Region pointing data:
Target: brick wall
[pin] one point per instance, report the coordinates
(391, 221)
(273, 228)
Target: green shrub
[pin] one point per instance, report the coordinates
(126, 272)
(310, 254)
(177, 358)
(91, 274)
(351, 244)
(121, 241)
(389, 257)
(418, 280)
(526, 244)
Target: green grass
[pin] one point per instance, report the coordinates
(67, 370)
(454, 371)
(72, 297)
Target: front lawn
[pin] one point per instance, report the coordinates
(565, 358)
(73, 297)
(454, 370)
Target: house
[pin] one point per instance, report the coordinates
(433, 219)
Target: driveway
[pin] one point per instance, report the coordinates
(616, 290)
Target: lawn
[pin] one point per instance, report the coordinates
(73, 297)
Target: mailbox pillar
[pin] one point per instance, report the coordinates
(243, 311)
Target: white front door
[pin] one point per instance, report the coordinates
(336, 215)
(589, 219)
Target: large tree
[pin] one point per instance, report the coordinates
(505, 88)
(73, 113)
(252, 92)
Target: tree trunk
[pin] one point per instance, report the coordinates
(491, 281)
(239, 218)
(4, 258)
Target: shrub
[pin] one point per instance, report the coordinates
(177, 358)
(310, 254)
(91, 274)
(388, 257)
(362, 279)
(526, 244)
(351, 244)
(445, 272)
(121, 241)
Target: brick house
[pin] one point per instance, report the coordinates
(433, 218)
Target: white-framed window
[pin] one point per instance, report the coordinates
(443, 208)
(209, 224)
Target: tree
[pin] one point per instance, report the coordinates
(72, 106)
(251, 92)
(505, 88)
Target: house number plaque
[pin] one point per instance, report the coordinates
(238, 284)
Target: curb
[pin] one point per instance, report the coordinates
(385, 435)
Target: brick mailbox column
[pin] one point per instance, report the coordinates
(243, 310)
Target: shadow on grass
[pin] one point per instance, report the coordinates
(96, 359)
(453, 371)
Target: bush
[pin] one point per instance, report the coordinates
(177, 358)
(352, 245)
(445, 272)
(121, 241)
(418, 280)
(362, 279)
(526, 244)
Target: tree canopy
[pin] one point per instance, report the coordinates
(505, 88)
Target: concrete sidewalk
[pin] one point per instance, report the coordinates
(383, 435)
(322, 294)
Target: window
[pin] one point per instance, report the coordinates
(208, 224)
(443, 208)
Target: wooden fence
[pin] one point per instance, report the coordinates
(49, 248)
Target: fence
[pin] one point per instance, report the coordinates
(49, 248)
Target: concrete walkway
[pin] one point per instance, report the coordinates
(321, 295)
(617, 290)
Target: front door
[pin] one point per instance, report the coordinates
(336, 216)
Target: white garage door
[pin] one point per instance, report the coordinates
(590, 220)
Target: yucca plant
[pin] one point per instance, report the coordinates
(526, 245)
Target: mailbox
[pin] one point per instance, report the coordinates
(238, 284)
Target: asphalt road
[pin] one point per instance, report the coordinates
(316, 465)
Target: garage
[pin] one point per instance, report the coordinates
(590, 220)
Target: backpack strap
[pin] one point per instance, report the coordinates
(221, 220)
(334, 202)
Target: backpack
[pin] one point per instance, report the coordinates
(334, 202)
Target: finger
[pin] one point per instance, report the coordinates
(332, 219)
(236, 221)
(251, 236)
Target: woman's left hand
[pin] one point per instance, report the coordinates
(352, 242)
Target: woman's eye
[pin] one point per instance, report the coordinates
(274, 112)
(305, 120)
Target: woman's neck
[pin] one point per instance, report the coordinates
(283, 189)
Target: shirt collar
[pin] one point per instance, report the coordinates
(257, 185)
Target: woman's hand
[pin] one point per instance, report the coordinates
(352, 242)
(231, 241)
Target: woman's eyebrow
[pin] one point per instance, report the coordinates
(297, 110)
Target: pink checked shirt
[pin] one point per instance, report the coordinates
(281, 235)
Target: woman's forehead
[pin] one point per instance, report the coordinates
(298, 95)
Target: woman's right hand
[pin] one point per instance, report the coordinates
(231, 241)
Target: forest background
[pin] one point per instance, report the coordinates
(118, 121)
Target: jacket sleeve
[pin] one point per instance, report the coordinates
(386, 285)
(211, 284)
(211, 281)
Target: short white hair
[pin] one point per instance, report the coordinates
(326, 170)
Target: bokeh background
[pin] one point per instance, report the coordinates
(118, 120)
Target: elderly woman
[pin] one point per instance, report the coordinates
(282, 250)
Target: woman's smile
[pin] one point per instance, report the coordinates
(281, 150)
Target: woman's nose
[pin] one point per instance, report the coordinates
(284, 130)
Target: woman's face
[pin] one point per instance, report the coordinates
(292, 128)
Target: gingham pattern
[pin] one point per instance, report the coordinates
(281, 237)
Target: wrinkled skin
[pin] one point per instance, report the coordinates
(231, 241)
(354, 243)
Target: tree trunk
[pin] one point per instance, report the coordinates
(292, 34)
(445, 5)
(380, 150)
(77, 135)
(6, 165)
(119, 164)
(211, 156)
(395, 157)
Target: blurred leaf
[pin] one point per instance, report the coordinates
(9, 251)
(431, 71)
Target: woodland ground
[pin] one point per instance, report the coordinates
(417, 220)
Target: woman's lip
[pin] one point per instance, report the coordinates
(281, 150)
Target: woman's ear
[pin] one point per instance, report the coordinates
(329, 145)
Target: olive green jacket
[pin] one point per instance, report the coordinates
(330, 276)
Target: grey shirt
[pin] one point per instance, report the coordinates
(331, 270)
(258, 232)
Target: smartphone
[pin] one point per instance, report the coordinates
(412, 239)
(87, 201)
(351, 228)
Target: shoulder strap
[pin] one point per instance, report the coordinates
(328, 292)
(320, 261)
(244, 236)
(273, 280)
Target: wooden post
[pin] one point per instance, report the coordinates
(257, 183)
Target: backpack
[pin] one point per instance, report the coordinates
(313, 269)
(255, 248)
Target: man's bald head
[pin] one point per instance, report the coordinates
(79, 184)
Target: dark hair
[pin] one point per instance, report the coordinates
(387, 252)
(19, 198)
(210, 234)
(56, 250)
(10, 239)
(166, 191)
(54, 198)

Exercise directions: Each line from the start of the records through the line holding "Target: front lawn" must be returned exactly; nothing else belongs in the answer.

Answer to this exercise:
Target: brick wall
[pin] one point per instance, report the coordinates
(391, 221)
(273, 228)
Target: green shrub
[pin] one point per instance, report the coordinates
(126, 272)
(310, 254)
(177, 358)
(91, 274)
(351, 244)
(121, 241)
(389, 257)
(418, 280)
(526, 244)
Target: green grass
[pin] one point per instance, report the coordinates
(67, 370)
(454, 371)
(72, 297)
Target: front lawn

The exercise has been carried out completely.